INSTRUCTIONS TO FOLLOW
What you should copy is the line containing "For every instance of the parked" and all lines after it in the entries below, exactly and without anything added.

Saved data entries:
________________________________________
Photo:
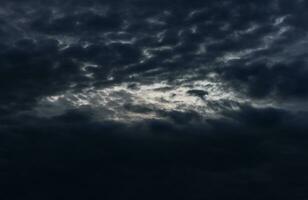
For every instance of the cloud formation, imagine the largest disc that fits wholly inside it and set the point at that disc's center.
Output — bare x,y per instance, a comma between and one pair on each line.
208,98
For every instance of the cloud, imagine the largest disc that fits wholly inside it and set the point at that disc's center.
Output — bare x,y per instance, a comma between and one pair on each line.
185,99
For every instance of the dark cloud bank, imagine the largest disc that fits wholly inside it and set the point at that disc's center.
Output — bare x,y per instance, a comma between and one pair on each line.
153,99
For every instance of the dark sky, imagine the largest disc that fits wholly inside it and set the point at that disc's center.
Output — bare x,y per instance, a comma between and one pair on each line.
154,99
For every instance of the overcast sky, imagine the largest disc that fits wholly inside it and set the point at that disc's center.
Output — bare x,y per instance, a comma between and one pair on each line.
145,99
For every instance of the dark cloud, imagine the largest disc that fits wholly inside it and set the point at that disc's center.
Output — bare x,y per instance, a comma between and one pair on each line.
165,99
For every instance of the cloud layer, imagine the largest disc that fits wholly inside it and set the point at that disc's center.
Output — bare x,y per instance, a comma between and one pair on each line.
208,98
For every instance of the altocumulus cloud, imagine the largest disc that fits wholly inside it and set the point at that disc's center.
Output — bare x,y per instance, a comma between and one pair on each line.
153,99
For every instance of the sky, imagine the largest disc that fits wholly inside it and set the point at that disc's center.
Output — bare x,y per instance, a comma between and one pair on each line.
144,99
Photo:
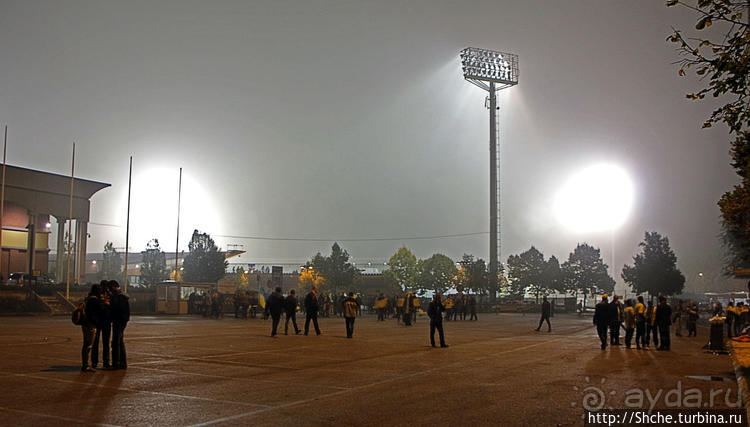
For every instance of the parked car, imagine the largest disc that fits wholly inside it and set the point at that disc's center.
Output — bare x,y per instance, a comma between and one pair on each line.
25,279
15,279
________________________________________
SOLUTION
For every instance of the parked car, imagine the largest disc that fits wholly inside it and set the point at that disc's center.
Output — bare x,y per instance, a comma between and one pair on each line.
25,279
15,279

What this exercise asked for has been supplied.